With oil trading above $70 per barrel while investment activity remains low, the world’s publicly traded exploration and production (E&P) companies are set to generate record-breaking free cash flows in 2021, a Rystad Energy report projects. Their combined FCF* is expected to surge to $348 billion this year, with the previous high being $311 billion back in 2008.

Rystad Energy estimates that total gross revenue for all public upstream companies is expected to increase by almost $500 billion in 2021, or 55% compared to last year (excluding hedging effects). At the same time, the investment level of these companies is only expected to grow by around 2% in 2021, resulting in significantly higher profits.

A key reason for the all-time-high FCF is the turnaround in the US tight oil industry. Historically, this industry has struggled to generate positive returns, but this could change in 2021. We estimate that all public tight oil companies will to make close to $60 billion in FCF this year, before hedging effects.

The conventional onshore supply segment is in line to earn the highest level of FCF this year at close to $160 billion – but is still behind the record touched in 2011. Both deepwater and offshore shelf are recovering this year, each ending up with close to $60 billion in FCF. However, tight oil is expected to surpass both these offshore segments in 2021.

“Oil demand has gradually increased after the initial shock of the Covid-19 pandemic, and OPEC+ continues to hold back volumes from the market. The consequent high price movement has been further supported by a slow ramp-up in US tight oil activity. In conjunction with the persisting low investment environment, E&Ps are enjoying super-profits,” says Espen Erlingsen, head of upstream research at Rystad Energy.

The FCF comeback means more surplus cash for E&P companies and historically there has been a strong link between FCF and activity levels. Merger and acquisition (M&A) activity has recovered in 2021, with transaction values increasing by around 30% compared to 2020. New projects are also making a comeback: The amount of greenfield investment that has been sanctioned as of June has already matched the full year 2020 total, and we expect the full 2021 level to be double that of last year.

* GIVEN INFORMATION
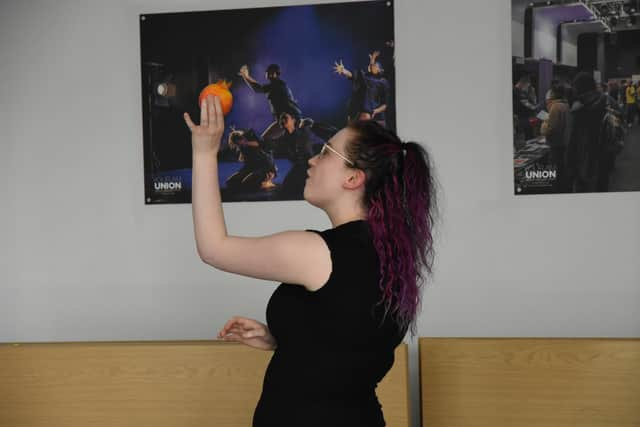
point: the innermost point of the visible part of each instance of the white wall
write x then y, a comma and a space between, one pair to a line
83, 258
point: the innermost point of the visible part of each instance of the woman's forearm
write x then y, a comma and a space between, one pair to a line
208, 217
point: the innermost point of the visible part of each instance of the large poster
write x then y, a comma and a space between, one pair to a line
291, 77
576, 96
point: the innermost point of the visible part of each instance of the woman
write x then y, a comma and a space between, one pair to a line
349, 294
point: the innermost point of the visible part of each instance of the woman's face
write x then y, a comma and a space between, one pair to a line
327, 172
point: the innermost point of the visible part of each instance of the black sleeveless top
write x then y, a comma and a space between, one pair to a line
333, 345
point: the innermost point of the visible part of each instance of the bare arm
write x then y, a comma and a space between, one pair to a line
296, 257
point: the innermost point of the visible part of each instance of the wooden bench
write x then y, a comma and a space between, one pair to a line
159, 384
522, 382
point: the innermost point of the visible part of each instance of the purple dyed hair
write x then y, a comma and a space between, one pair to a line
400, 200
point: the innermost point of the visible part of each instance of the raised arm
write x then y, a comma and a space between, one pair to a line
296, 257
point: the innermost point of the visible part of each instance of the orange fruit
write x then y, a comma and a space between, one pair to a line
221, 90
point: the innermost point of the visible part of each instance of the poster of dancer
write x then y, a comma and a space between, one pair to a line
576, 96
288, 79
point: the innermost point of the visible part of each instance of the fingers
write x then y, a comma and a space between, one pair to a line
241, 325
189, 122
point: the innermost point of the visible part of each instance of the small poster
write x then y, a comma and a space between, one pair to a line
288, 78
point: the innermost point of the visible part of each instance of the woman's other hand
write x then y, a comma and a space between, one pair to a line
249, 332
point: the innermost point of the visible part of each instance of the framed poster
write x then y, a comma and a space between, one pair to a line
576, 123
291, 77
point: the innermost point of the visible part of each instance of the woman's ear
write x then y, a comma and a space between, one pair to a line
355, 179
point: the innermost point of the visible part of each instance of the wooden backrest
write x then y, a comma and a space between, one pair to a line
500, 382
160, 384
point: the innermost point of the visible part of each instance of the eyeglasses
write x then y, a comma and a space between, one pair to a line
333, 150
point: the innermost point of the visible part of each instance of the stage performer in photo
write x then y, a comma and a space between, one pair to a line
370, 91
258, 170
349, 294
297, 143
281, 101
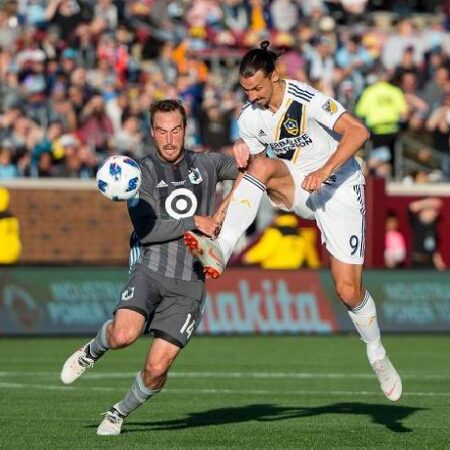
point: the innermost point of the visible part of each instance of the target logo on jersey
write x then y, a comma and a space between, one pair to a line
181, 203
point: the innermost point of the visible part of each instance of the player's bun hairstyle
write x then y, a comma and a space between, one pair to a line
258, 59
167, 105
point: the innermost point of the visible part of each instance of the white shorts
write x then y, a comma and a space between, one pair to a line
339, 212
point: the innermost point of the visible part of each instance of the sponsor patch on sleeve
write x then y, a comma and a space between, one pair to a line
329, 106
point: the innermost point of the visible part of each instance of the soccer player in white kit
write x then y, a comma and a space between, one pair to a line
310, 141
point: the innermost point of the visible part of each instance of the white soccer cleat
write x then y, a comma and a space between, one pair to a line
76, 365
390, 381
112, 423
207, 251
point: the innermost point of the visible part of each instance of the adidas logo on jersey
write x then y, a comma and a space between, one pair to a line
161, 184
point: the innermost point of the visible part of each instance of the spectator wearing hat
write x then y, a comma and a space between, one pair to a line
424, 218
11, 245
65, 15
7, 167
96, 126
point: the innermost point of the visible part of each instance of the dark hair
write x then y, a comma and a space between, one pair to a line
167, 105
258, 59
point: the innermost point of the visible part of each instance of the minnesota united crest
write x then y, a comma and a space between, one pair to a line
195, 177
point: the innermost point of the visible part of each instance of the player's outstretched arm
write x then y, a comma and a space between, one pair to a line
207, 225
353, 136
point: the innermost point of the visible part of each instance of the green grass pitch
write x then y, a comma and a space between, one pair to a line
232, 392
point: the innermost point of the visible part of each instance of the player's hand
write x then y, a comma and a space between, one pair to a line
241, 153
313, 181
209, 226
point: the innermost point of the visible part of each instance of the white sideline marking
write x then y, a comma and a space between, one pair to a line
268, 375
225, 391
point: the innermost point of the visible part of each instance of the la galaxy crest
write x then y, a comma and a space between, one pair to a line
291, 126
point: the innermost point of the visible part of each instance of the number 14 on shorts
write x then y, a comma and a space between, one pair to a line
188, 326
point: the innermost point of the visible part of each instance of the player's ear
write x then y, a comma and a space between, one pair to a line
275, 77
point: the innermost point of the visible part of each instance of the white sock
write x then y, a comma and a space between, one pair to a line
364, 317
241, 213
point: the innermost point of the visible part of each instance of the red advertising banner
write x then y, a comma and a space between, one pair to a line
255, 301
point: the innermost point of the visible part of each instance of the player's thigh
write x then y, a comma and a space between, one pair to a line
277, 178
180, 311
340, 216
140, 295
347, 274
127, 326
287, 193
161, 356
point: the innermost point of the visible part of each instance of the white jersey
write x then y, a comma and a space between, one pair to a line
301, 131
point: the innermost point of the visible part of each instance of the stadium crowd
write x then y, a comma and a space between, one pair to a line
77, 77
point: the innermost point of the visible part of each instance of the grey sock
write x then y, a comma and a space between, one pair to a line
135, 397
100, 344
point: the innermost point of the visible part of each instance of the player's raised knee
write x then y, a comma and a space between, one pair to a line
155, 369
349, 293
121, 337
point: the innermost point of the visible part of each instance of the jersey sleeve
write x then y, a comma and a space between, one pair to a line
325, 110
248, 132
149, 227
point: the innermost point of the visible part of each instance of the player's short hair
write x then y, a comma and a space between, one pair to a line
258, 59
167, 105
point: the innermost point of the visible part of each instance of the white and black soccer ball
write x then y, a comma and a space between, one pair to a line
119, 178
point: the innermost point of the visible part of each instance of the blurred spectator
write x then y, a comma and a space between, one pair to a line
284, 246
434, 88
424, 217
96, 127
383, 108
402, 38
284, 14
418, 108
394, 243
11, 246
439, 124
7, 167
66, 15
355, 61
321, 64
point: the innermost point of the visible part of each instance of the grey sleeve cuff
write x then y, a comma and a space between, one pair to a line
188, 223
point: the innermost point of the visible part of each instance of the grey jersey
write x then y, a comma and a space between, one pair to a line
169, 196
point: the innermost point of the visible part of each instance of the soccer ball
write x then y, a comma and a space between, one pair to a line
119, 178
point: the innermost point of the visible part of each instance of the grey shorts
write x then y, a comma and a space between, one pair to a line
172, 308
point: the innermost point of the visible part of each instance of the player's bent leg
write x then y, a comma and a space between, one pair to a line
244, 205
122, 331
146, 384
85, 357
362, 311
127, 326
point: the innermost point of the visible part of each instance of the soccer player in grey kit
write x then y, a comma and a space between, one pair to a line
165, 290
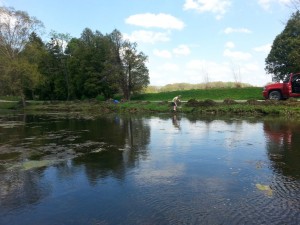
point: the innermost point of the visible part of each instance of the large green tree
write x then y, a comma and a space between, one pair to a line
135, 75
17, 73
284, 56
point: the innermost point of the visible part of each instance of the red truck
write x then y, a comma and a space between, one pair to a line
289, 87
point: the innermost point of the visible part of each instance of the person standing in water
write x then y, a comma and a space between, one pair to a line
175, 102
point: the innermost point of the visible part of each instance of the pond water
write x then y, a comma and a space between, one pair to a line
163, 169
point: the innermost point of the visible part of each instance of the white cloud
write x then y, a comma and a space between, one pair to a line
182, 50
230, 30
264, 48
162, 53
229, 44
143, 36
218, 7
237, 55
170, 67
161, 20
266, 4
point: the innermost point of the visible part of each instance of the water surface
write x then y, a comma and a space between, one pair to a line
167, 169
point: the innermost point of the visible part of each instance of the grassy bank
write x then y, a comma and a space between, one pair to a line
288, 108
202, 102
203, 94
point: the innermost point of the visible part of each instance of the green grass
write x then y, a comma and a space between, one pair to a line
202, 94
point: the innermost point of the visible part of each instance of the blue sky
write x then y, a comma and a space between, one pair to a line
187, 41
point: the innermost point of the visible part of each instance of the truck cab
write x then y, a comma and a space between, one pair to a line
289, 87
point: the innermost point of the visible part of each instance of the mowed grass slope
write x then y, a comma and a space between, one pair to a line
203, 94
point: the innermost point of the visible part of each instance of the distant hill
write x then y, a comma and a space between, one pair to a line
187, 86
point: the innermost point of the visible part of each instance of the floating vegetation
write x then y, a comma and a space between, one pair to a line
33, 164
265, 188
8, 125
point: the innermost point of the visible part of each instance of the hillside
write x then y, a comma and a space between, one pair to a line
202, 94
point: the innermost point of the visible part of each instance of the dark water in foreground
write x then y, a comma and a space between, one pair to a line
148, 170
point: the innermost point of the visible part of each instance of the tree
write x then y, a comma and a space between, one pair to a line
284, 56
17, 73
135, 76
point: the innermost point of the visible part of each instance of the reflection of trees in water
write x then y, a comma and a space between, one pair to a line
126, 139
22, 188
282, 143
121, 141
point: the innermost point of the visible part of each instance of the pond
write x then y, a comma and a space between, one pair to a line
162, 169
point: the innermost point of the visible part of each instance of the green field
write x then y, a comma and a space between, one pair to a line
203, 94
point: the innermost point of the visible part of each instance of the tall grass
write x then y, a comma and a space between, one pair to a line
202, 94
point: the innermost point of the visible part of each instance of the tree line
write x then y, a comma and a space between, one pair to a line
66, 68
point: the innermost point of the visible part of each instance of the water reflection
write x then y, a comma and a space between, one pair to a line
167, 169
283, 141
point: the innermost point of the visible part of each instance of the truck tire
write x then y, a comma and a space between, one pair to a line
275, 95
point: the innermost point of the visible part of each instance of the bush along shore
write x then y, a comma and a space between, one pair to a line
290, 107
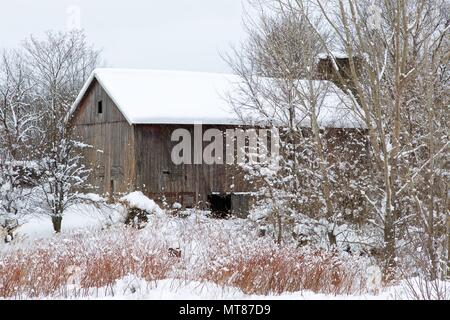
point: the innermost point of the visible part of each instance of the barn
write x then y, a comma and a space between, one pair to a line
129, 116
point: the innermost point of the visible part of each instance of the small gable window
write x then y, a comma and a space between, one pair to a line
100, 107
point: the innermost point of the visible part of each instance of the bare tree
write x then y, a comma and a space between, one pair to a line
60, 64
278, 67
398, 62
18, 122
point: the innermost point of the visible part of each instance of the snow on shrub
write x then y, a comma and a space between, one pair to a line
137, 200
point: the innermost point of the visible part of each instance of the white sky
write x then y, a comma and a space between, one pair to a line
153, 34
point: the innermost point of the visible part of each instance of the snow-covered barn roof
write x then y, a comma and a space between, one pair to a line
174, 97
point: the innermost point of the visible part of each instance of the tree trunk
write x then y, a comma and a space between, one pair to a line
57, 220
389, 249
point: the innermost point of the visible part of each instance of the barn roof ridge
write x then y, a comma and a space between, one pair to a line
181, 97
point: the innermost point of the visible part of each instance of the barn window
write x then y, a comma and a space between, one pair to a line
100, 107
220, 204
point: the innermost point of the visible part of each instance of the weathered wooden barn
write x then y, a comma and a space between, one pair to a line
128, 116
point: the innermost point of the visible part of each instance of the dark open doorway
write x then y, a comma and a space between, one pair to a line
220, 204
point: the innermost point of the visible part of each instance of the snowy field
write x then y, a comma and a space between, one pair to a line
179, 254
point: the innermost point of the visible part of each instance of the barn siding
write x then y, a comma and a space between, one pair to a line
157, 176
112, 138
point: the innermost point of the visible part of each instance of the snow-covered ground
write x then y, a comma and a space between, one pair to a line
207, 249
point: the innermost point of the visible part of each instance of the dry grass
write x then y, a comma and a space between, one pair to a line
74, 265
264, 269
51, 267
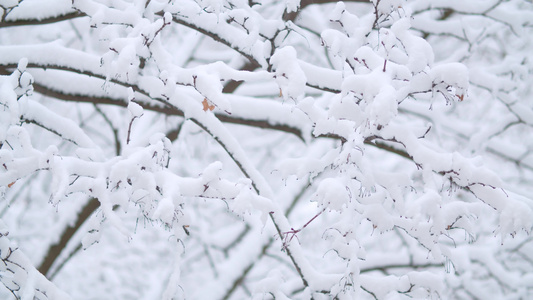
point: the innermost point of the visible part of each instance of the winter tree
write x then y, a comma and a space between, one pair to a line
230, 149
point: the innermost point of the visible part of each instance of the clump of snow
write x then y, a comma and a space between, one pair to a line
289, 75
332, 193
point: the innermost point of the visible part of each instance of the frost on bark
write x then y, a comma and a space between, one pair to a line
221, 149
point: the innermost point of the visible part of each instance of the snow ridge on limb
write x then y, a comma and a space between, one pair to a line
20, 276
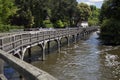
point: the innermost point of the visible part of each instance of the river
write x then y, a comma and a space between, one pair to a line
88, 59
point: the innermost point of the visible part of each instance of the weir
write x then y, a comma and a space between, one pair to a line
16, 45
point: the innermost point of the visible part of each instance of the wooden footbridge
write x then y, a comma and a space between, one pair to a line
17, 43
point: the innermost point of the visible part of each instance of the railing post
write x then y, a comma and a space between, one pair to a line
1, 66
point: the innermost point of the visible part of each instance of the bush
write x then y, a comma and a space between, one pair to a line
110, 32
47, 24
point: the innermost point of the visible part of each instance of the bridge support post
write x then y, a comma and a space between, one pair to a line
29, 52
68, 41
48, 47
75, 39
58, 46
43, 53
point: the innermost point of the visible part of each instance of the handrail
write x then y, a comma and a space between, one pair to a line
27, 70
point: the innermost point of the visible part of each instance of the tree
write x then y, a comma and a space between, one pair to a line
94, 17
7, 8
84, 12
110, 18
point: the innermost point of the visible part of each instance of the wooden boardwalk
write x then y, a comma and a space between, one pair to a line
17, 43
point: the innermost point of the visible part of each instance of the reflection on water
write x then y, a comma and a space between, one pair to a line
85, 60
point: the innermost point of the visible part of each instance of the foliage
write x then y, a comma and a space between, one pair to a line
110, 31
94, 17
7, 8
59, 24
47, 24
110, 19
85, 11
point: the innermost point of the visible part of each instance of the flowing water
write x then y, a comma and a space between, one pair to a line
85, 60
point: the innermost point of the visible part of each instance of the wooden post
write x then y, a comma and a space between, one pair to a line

* WHAT THE TASK REQUIRES
Copy out the full passage above on E&P companies' record free cash flow, word for word.

* ANSWER SPACE
With oil trading above $70 per barrel while investment activity remains low, the world’s publicly traded exploration and production (E&P) companies are set to generate record-breaking free cash flows in 2021, a Rystad Energy report projects. Their combined FCF* is expected to surge to $348 billion this year, with the previous high being $311 billion back in 2008.

Rystad Energy estimates that total gross revenue for all public upstream companies is expected to increase by almost $500 billion in 2021, or 55% compared to last year (excluding hedging effects). At the same time, the investment level of these companies is only expected to grow by around 2% in 2021, resulting in significantly higher profits.

A key reason for the all-time-high FCF is the turnaround in the US tight oil industry. Historically, this industry has struggled to generate positive returns, but this could change in 2021. We estimate that all public tight oil companies will to make close to $60 billion in FCF this year, before hedging effects.

The conventional onshore supply segment is in line to earn the highest level of FCF this year at close to $160 billion – but is still behind the record touched in 2011. Both deepwater and offshore shelf are recovering this year, each ending up with close to $60 billion in FCF. However, tight oil is expected to surpass both these offshore segments in 2021.

“Oil demand has gradually increased after the initial shock of the Covid-19 pandemic, and OPEC+ continues to hold back volumes from the market. The consequent high price movement has been further supported by a slow ramp-up in US tight oil activity. In conjunction with the persisting low investment environment, E&Ps are enjoying super-profits,” says Espen Erlingsen, head of upstream research at Rystad Energy.

The FCF comeback means more surplus cash for E&P companies and historically there has been a strong link between FCF and activity levels. Merger and acquisition (M&A) activity has recovered in 2021, with transaction values increasing by around 30% compared to 2020. New projects are also making a comeback: The amount of greenfield investment that has been sanctioned as of June has already matched the full year 2020 total, and we expect the full 2021 level to be double that of last year.